-- GIVEN EXERCISE --
Rewrite the paragraph in the blog passage below that begins "Oh yeah - Steve and I celebrated" as a short bulleted list that keeps its main facts.

So anyway, my women friends and I will have to decide which direction we want to go and when and where. I'm sure we will make a great choice. In the meantime, I will pray for patience and grace to not be too resentful towards The Men In Charge.

Third in my list of current gripes - that's what this is, I suppose - is the tirade I listened to yesterday by a man who meant well but who was mistaken in his assumption that everyone in the car at the time was a Bush-loving Republican. He started a lot of his sentences with "those environmental wackos," "those Democrats," and progressed to the only logical conclusion: "They just don't have a Godly perspective. They have a worldly perspective." He was careful to include statements like "God gave us the earth to use. Why should we get caught up in that conservation stuff? There is plenty of oil and coal. All that stuff is just political." I listened quietly and leapt out of the car before it came to a complete halt. Did I mention that this conversation took place in the car on the way back to the church from feeding the homeless? I will be sure NOT to ask him what he thinks of homeless people!

Why didn't I speak up? The gentleman in question, God bless him, is a man in his 70s, obviously quite passionate about his opinions, and obviously unwilling to take any disagreement seriously. I know that because of the way he answered the two or three questions I asked. Plus it was good for me to listen to what "the other side" thinks.

And if that weren't enough, there is a drought here in the Southeast, fires out west, flooding in Texas and Kansas, and all kinds of other weather-related disasters around the globe. The ongoing war, suicide bombers, and a dog that insists on dotting my carpet with her urine and feces - I'm ready for a SERIOUS VACATION!

The best news of my week is that Venus Williams and Roger Federer won Wimbledon. Although I am slightly more partial to Serena, I will settle for Venus winning in her stead. And Roger Federer is my favorite male tennis player - by far. My heart is divided to some extent because of all the excellent Spanish players, and if I'd had my way, I'd be living in Spain - but until that day comes to pass, I'll be a committed Federer fan.

Oh yeah - Steve and I celebrated 16 years of marriage a week ago. That's a good thing too - most of the time. Today he tried to kill all four of us. Last night I seasoned two gorgeous rib eye steaks for tonight's dinner. He cooked them to perfection on the grill this evening and then proceeded to put them back on the original plate. I discovered the mistake (thanks be to God) after we'd tasted them and served our plates but before we'd sat down to eat. Meat back onto the grill. Salad in the trash. Wash the plates. Pray for the best - and thank God that we have four bathrooms in the house... just in case we need to put them all to the test later.

I guess that's a little too much information.
See, it's been a tough week!
All in all, all is well.

Sunday, July 01, 2007

A Weekend to Change Your Life

That's the title of the book I finished this afternoon. Written by Joan Anderson, the author of A Year By The Sea, it is one woman's outline for a weekend to reassess one's life, decide what to keep and what to dump, and reimagine one's future for whatever years remain. Excellent, inspiring, challenging, life-affirming read. Not for the faint of heart, those who would rather not challenge the status quo of their existence, or those who are afraid of silence, solitude, and their own shadows. I, of course, loved it.

-- PROVIDED MATERIAL --
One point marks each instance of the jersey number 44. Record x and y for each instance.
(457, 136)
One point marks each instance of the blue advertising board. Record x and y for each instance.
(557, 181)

-- FINAL ANSWER --
- Steve and the writer celebrated 16 years of marriage a week ago.
- The night before, the writer seasoned two rib eye steaks for dinner.
- Steve grilled them perfectly, then put them back on the original plate.
- The mistake was discovered after the steaks had been tasted and the plates served, but before anyone sat down to eat.
- The meat went back on the grill, the salad went in the trash, and the plates were washed.
- The household of four has four bathrooms, in case they are all needed later.